____ Text block
HOWEVER (note my usual "big however"), Hoagland does make what seems to me one excellent point. Given that the object in the rock shows enough regularly to at least arguably qualify as a POSSIBLE fossil and, at any rate, something worthy of further investigation. (As a total non-expert I did find the regular-looking segmentation at least highly suggestive.) Why then did NASA more of less immediately order the rover grind it to a fine powder? Not applying its RAT a few inches above, below, or to the side but directly onto the object in question, as though it were actually TARGETING it? Why not at least take a closeup with high magnification first? (Frankly, I don't buy NASA's repeated arguments that there simply wasn't enough time to investigate everything. Not enough time to investigate a potential sign of Martian life?)

So there you have it. My reason for calling this one of Hoagland's better efforts. I think HE was right to call NASA on this particular wanton destruction of evidence (or at least possible evidence).

Carol Maltby said...

Take a really long look at the segmentation of the "crinoid." It's sorta kinda regularly segmented at first glance, but way too much variation when you take the time to observe it carefully.

Its deceptive regularity is one of those things that anomalists push too often, that just doesn't stand up to observation.

"It is highly unlikely that it would BE a fossil "crinoid" for the simple a priori reason that Martian flora and fuana (assuming they existed) would necessarily have followed a completely separate course of evolution from earth species.

Try telling that to anomalists who see perfect Earth animals on the micro or macro scale on Mars. They'll insist on the exact depiction of their parrot or dolphin or puma, swear it's anatomically correct for that animal.
No matter if the parrot has non-parrot feet, the dolphin is delineated by imaginary lines, and the puma has a leg that hinges in the wrong direction!

W.M. Bear said...

Try telling that to anomalists who see perfect Earth animals on the micro or macro scale on Mars.
________
____ Information
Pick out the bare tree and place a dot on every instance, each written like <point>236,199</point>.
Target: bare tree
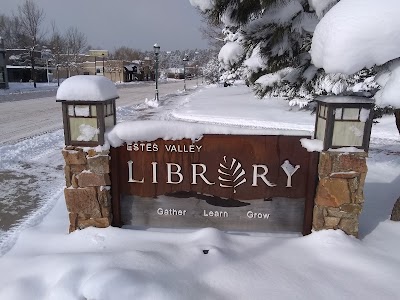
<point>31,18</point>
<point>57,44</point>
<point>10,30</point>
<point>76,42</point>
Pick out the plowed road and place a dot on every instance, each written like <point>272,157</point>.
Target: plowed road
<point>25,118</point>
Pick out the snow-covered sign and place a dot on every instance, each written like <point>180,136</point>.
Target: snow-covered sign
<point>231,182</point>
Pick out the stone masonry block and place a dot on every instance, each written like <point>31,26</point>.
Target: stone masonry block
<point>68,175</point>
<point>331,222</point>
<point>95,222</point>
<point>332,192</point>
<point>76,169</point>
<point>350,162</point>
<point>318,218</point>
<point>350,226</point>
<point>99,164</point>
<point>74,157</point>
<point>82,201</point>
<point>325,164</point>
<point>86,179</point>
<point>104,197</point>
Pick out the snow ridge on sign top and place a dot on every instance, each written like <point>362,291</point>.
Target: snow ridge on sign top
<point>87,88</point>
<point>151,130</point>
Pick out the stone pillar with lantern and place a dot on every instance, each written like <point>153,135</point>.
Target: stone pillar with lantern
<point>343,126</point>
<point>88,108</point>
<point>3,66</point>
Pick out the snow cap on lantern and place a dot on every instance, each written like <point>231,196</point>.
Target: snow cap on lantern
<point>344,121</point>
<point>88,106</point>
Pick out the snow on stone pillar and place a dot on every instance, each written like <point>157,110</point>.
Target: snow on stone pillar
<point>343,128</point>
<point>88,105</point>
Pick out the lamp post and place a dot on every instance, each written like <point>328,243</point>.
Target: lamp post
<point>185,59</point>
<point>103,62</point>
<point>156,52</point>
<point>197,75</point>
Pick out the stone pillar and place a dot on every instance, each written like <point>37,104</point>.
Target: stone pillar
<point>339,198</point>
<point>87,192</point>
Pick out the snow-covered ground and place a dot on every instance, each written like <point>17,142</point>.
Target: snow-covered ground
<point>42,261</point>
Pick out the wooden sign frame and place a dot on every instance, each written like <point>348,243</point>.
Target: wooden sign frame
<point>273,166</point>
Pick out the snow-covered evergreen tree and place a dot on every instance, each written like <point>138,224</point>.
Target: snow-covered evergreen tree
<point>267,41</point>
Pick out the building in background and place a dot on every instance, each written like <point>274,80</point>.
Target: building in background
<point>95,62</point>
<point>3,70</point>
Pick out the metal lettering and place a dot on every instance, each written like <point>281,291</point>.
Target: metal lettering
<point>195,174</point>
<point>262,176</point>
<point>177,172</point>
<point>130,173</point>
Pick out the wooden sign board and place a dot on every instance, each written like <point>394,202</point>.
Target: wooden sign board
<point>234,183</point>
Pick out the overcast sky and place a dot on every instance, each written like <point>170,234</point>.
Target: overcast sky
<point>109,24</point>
________
____ Information
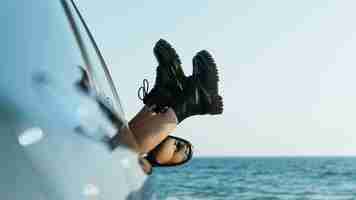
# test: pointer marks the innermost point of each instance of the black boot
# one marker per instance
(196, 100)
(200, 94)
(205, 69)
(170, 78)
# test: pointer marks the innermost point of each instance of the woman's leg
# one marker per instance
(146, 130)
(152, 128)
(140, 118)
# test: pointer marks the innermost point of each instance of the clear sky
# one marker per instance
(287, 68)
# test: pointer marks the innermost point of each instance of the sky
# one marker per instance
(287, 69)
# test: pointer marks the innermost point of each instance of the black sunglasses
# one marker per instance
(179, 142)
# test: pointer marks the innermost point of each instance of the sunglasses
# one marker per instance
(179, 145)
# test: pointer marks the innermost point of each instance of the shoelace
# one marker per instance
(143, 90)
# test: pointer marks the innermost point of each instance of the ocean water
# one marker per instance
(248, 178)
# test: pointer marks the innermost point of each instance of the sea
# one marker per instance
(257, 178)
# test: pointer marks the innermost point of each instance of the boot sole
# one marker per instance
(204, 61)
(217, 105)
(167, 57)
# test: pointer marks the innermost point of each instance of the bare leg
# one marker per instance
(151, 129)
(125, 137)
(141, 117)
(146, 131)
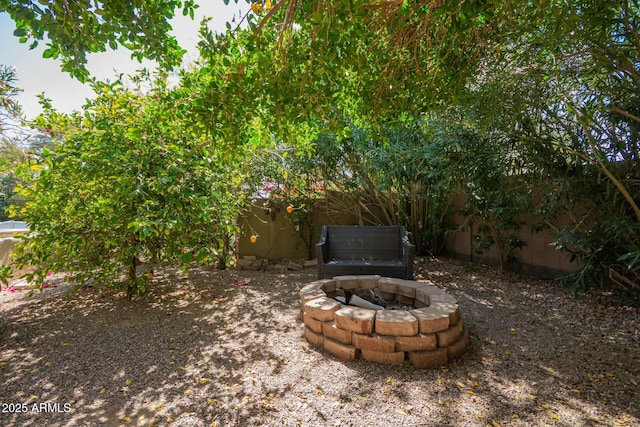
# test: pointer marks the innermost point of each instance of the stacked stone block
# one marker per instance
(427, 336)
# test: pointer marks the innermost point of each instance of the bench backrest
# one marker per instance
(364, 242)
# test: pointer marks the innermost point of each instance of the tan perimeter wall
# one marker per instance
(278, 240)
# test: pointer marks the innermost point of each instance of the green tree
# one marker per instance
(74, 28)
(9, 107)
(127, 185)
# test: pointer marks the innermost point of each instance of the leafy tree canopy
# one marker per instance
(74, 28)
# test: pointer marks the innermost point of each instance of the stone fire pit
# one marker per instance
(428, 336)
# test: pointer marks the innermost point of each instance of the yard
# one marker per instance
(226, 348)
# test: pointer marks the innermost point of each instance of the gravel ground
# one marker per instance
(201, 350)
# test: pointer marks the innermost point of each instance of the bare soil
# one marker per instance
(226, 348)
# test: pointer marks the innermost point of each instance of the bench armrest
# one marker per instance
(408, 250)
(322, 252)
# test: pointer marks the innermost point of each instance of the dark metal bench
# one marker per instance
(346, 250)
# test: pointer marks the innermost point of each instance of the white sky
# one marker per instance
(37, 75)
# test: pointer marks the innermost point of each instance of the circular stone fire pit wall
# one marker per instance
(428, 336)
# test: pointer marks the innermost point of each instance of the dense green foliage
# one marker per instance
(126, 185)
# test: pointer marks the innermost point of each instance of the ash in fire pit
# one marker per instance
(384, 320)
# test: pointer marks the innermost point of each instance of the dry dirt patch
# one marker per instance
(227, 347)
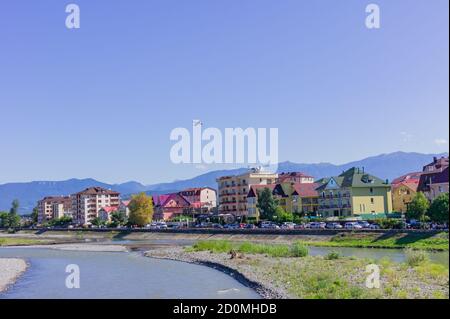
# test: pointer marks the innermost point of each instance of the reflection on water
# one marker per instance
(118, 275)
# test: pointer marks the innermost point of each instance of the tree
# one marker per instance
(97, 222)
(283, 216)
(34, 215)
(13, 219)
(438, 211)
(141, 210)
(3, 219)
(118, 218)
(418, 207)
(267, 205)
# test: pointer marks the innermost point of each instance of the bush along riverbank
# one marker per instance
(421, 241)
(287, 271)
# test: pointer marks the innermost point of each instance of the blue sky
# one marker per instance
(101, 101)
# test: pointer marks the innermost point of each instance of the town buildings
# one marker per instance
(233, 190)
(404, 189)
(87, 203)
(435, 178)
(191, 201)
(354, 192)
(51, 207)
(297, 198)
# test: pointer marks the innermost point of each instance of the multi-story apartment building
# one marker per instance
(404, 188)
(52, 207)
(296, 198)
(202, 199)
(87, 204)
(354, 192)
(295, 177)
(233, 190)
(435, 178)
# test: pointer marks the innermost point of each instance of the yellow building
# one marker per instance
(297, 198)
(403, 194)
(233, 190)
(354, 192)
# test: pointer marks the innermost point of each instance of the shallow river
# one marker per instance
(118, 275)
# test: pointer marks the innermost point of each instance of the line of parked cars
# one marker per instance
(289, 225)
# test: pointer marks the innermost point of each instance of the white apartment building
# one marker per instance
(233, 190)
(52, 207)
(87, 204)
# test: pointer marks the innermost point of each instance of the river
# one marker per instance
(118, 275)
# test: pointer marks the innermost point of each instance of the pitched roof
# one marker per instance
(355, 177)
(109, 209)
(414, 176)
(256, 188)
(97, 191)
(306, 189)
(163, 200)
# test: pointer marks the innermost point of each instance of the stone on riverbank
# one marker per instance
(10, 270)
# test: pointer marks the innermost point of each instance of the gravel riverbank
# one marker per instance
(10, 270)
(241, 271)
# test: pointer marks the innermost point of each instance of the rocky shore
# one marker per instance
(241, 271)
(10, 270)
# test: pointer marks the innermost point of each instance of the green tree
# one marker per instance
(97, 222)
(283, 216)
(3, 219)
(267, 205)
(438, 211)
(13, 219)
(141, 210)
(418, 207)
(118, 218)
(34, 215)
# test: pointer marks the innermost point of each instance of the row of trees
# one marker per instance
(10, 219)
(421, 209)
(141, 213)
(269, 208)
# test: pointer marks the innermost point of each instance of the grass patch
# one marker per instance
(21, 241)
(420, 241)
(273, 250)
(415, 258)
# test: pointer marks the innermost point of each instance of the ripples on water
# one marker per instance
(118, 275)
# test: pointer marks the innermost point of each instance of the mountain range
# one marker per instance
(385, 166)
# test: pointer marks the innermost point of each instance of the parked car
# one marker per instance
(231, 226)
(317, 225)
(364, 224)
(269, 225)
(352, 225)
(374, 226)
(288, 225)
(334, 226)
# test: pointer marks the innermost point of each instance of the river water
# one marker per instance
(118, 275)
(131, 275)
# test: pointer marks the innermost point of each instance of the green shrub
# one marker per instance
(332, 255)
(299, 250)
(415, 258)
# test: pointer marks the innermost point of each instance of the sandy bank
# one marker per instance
________
____ Information
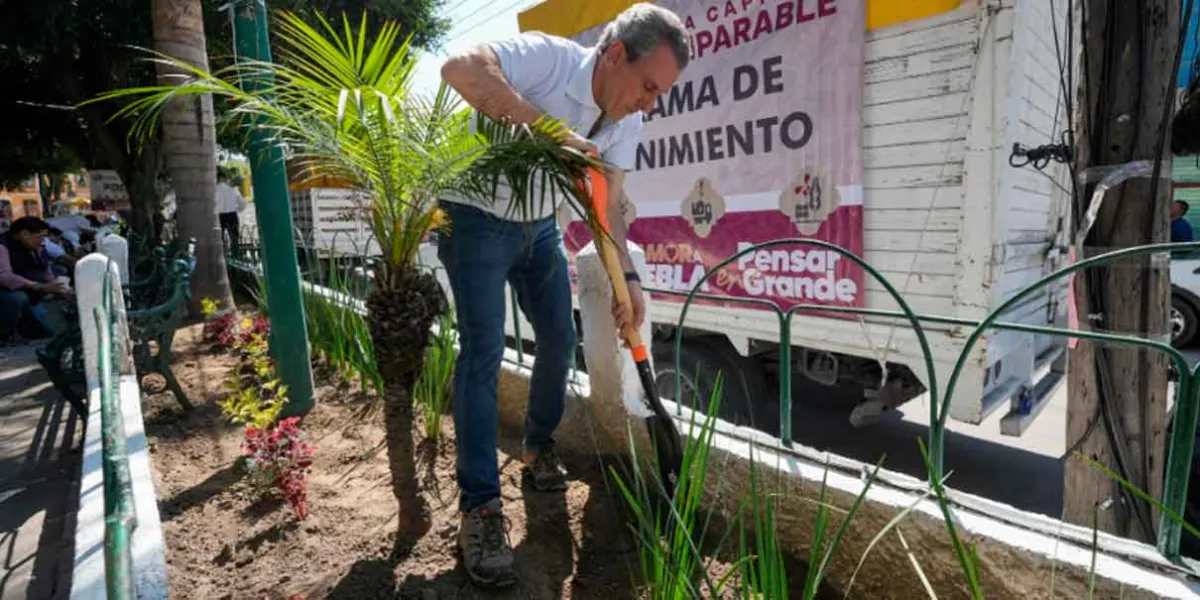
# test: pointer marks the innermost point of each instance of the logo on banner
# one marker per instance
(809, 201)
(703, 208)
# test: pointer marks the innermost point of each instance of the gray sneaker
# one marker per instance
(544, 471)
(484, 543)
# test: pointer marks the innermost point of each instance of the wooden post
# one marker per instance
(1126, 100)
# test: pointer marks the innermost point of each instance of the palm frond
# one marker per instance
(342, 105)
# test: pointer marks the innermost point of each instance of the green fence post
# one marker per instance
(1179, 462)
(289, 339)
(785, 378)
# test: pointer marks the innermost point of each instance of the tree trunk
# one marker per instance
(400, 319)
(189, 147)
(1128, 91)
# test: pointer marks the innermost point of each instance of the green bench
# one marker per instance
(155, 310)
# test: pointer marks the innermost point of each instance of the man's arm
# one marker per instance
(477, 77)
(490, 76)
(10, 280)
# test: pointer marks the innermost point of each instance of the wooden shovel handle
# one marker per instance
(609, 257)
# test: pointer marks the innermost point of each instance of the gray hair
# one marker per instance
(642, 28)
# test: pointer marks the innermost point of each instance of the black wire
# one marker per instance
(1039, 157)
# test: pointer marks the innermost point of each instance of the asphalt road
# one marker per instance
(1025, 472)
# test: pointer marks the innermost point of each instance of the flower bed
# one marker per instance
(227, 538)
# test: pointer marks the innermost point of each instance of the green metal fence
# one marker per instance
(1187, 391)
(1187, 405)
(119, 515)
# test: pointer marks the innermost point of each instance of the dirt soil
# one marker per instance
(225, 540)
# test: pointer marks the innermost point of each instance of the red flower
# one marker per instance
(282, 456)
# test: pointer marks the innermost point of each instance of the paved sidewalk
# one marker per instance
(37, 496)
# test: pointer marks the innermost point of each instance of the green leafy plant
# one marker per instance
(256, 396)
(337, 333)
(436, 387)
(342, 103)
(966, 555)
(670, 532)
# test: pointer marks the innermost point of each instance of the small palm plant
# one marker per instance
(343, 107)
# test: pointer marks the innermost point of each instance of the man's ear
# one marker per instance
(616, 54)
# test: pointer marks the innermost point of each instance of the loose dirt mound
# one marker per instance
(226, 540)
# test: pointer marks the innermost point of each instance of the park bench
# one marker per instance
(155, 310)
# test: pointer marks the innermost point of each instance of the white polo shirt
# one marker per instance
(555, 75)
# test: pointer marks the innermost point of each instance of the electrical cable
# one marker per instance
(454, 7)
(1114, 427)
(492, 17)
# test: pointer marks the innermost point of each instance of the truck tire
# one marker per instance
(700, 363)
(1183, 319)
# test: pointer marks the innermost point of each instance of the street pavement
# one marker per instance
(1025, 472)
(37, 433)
________
### Things to do
#1 From the Mars fossil discussion, can you extract the passage from "HOWEVER (note my" to "of Martian life?)" word for word?
#2 In the Mars fossil discussion, why doesn't Carol Maltby accept the segmentation of the "crinoid" as regular? Answer in one to three sentences.

### Set of answers
#1
HOWEVER (note my usual "big however"), Hoagland does make what seems to me one excellent point. Given that the object in the rock shows enough regularly to at least arguably qualify as a POSSIBLE fossil and, at any rate, something worthy of further investigation. (As a total non-expert I did find the regular-looking segmentation at least highly suggestive.) Why then did NASA more of less immediately order the rover grind it to a fine powder? Not applying its RAT a few inches above, below, or to the side but directly onto the object in question, as though it were actually TARGETING it? Why not at least take a closeup with high magnification first? (Frankly, I don't buy NASA's repeated arguments that there simply wasn't enough time to investigate everything. Not enough time to investigate a potential sign of Martian life?)

#2 The segmentation looks somewhat regular at first glance, but careful observation shows far too much variation. Its regularity is deceptive and doesn't stand up to observation.